START EXERCISE INPUTS
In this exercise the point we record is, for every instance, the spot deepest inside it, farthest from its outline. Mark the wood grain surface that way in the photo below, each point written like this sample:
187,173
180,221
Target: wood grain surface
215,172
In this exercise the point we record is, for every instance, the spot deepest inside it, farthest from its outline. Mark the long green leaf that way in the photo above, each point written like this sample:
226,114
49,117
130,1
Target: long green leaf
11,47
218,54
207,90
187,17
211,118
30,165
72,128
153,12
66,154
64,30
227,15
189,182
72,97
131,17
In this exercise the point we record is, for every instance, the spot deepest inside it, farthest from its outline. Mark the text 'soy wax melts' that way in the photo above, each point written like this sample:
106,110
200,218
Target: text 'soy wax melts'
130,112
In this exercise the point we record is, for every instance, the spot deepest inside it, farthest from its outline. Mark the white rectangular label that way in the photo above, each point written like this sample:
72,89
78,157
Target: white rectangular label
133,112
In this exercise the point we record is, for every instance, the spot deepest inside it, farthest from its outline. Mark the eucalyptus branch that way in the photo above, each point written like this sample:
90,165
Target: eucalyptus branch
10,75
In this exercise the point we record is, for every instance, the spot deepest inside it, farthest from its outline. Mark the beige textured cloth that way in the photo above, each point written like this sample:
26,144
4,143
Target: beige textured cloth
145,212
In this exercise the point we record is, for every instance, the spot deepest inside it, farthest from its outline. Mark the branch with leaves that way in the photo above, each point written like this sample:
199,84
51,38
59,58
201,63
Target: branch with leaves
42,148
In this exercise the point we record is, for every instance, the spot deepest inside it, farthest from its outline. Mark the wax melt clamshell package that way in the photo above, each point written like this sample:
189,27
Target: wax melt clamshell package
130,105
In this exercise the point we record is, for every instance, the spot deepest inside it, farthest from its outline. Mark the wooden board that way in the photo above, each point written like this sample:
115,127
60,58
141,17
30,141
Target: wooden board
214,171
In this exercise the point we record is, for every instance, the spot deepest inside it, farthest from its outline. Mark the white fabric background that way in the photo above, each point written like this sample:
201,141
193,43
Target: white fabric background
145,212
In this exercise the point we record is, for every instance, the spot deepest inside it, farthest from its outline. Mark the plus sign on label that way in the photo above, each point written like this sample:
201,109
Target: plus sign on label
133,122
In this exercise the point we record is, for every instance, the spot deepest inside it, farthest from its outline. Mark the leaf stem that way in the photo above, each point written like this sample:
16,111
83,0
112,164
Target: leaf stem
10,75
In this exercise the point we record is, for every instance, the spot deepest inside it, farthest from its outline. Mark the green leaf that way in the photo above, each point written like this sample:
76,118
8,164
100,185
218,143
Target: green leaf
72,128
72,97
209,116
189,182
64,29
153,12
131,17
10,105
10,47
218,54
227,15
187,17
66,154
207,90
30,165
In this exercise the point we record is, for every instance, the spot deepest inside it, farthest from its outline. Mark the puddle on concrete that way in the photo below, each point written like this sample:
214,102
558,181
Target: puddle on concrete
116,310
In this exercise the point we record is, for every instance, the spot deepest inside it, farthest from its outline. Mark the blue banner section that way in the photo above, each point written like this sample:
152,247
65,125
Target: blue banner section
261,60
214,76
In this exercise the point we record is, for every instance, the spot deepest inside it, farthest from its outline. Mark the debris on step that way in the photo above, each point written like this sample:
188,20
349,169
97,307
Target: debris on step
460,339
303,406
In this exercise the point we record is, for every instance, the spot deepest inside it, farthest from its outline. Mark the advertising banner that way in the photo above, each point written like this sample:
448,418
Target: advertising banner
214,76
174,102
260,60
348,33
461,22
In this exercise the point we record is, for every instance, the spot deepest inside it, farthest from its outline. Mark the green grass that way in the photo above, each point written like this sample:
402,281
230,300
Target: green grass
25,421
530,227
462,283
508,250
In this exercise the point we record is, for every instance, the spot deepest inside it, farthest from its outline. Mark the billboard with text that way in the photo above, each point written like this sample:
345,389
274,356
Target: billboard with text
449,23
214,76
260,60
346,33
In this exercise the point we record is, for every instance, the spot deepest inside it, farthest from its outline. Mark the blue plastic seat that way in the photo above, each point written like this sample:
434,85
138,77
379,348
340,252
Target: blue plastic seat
END EXERCISE INPUTS
**WORK REQUEST**
Copy the records above. Keep every word as it is.

**OUTPUT FOR THIS EXERCISE**
In this exercise the point we record is, for every instance, the spot deepest inside it, farthest from its outline. Mark the wood grain surface that way in the photo below, each point written like this sample:
187,173
180,221
Target: wood grain surface
215,172
In this exercise the point we record is, for every instance, the spot deepest inside it, farthest from its outline. Mark the long green leaf that way in the photo above, each point written like this sample:
226,114
49,117
130,1
Target: long green leaf
11,47
218,54
207,90
187,17
211,118
30,165
72,128
153,12
66,154
64,30
227,15
189,182
72,97
131,17
In this exercise the point we record is, for every instance, the spot deepest inside it, farthest from its outline. Mark the text 'soy wax melts' that way in the photo above, each point written like this sample:
106,110
200,218
Target: text 'soy wax melts'
130,112
In this exercise the point we record is, for every instance, the spot deepest inside it, farthest from its outline. Mark the white rectangular label that way in the photo above, each point written like this sample:
72,89
78,157
Target: white rectangular label
133,112
In this exercise the point we record is, for every instance, the spot deepest inside it, farthest from its outline. Mark the eucalyptus branch that way in the photo above, each point written like this sample:
90,165
Target: eucalyptus branch
10,75
In this exercise the point we record is, for every instance, the spot deepest inside it, farthest from its outline. Mark the beige textured cloth that way in the photo above, each point written like this sample:
26,144
4,143
Target: beige textured cloth
145,212
In this exercise the point we record is, for every instance, the spot deepest inside it, farthest from its outline. Mark the branch with leaves that way in the photo above, each point written like this sample:
199,84
51,38
59,58
201,63
Target: branch with leaves
42,148
In this exercise the point we record is, for every instance, the spot deepest inside it, farthest from its outline. Mark the wax melt clamshell package that way in the photo above, each point written like this sample:
189,27
Target: wax melt clamshell package
130,105
In this exercise the point we record is, for every instance, the spot deepest inside it, farthest from its outline. Mark the wooden board that way in the photo above, each point written like this sample:
115,127
60,58
141,17
30,141
Target: wooden board
214,171
In this exercise the point we record is, for every instance, the spot deepest inside it, farthest from its outline. Mark the white fabric background that way in the photo above, each point written like this sample:
201,141
193,43
Target: white fabric background
145,212
In this exercise the point we record is, for every instance, the spot deepest inside it, farthest from its outline. Mark the plus sign on label that way in the photo above, each point written like this sample:
201,109
Target: plus sign on label
133,122
In this exercise the point we record is, for every instance, the spot deepest inside it, farthest from its outline. Mark the leaf stem that way in the photo above, each point written like this sample:
16,111
83,0
112,164
Target: leaf stem
10,75
In this exercise the point we record is, for every instance, the spot deepest inside it, farthest from its outline. Mark the green leaf that way in the photo above, each point written like this sample:
76,118
8,164
100,185
218,143
Target: green leaf
72,128
72,97
209,116
189,182
64,29
153,12
131,17
10,105
10,47
218,54
227,15
187,17
66,154
207,90
30,165
In this exercise the point we record is, for every instance, the spot deepest inside it, farthest from its outline. Mark the puddle on concrete that way in the photo below, each point written like this sample:
214,102
558,181
Target: puddle on concrete
116,310
In this exercise the point we record is, for every instance, the spot deepest inside it, farthest from its outline. Mark the blue banner section that way in the photo above, each point written like this sample:
152,247
65,125
Target: blue banner section
261,60
214,76
In this exercise the point we record is, for every instance, the spot deepest inside it, farthest from its outline. Mark the debris on step that way in the photo above, each point written like this sample:
188,20
349,169
97,307
Target: debris on step
460,339
303,406
In this exercise the point we record is, for every instance, the spot deepest inside it, farthest from its outline. Mark the advertising banner that way in the photo above, each point written like this sample:
448,418
Target: advertising banner
214,76
174,102
260,60
348,33
461,22
In this exercise the point we record is, for every instance, the spot deepest inside it, farthest from its outline. Mark the green grass that way in the photo above, each point written like this sample:
402,281
230,300
Target: green grass
25,421
530,227
462,283
508,250
In this exercise the point we record is, for every instance, the spot deepest inside it, farthest from its outline. Mark the billboard with text that way in the photo above, each point written like this sample:
345,389
274,356
Target: billboard with text
449,23
214,76
260,60
346,33
In this exercise the point we record is, for every instance, the spot deepest inside it, farthest from its outline. Mark the blue plastic seat that way in the photo above, each point written like this sample:
434,85
138,77
379,348
340,252
Target: blue plastic seat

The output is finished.